■ **Written tasks**:
(1) For each statement, say yes or no to whether it agrees with the speech excerpt, and quote the exact words of the excerpt that decide it. (a) The speaker says the new clause has bad intentions. (b) A few years ago, shoppers could not see half a dozen different fairly traded coffees in a shop. (c) The Bill keeps "true and fair" as the accountancy standard.
(2) Repeat word for word the part of the speech excerpt starting at "I believe that" and ending at "to promote entrepreneurship.".
(3) According to the speech excerpt, who warned that laws often fail to prevent what they forbid?

■ **Selected text**:
<<<<

The Bill embodies other important principles, such as “Think small first”, which has been seven years in the making. The new clause has good intentions, but in practice it embodies the principle “Think bureaucratic first”. It introduces a danger—companies will be advised by lawyers and they will play safe, not in protecting sustainable development, but in bureaucratic activity, producing more paperwork rather than public benefit.

Gibbon has warned us that laws often fail to prevent what they forbid. I suggest that bureaucratic regulation often fails to achieve the desired outcome. There can be perverse, unintended consequences. What enlightened shareholder value does is allow more citizen engagement in how companies operate. Those of us who care about issues such as sustainable development and fair trade, and wish to combat exploitation, surely want an environment in which the citizen campaigner is complemented by the citizen consumer. We can now go into a shop and see half a dozen different fairly traded coffees, which was not the case a few years ago. We also want the citizen shareholder to have an impact. What we want is not a tick-box environment, but intelligent engagement by companies. That is where I agree with the hon. Member for Putney. The Bill retains “true and fair” as the accountancy standard, for instance, which is extremely important.

I believe that enlightened shareholder value will allow organisations in the Corporate Responsibility Coalition—those who want to campaign for trade justice, environmental protection and the rest—to continue an intelligent engagement with business that has helped to increase responsibility in terms of sustainable development and international accountability in the United Kingdom, while at the same time making the UK a better place in which to do business. Surely there are lessons to be learned from our success in recent years in encouraging small companies to promote entrepreneurship.

>>>>

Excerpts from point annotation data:
<<<<

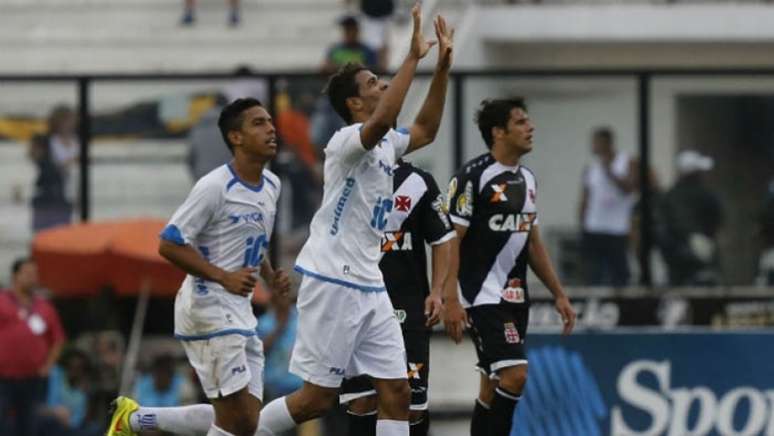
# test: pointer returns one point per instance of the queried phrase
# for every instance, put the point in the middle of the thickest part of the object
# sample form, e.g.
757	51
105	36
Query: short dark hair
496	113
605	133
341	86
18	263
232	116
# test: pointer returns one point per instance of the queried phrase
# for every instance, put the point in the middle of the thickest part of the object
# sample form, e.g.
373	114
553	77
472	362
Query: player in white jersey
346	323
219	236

>>>>
<<<<

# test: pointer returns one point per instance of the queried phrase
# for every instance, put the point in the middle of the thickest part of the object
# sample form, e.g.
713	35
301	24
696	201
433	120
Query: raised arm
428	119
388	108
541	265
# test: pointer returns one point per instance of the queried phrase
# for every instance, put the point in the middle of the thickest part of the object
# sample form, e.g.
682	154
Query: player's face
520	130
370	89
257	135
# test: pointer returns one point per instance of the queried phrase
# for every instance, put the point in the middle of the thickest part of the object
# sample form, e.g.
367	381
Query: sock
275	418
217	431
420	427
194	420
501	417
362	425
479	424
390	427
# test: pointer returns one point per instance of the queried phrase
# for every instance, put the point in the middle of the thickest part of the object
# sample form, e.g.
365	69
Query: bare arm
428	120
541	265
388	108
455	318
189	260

>>>>

■ **Worked answers**:
(1)
(a) No: "The new clause has good intentions"
(b) Yes: "We can now go into a shop and see half a dozen different fairly traded coffees, which was not the case a few years ago."
(c) Yes: "The Bill retains “true and fair” as the accountancy standard"

(2)
I believe that enlightened shareholder value will allow organisations in the Corporate Responsibility Coalition—those who want to campaign for trade justice, environmental protection and the rest—to continue an intelligent engagement with business that has helped to increase responsibility in terms of sustainable development and international accountability in the United Kingdom, while at the same time making the UK a better place in which to do business. Surely there are lessons to be learned from our success in recent years in encouraging small companies to promote entrepreneurship.

(3) Gibbon.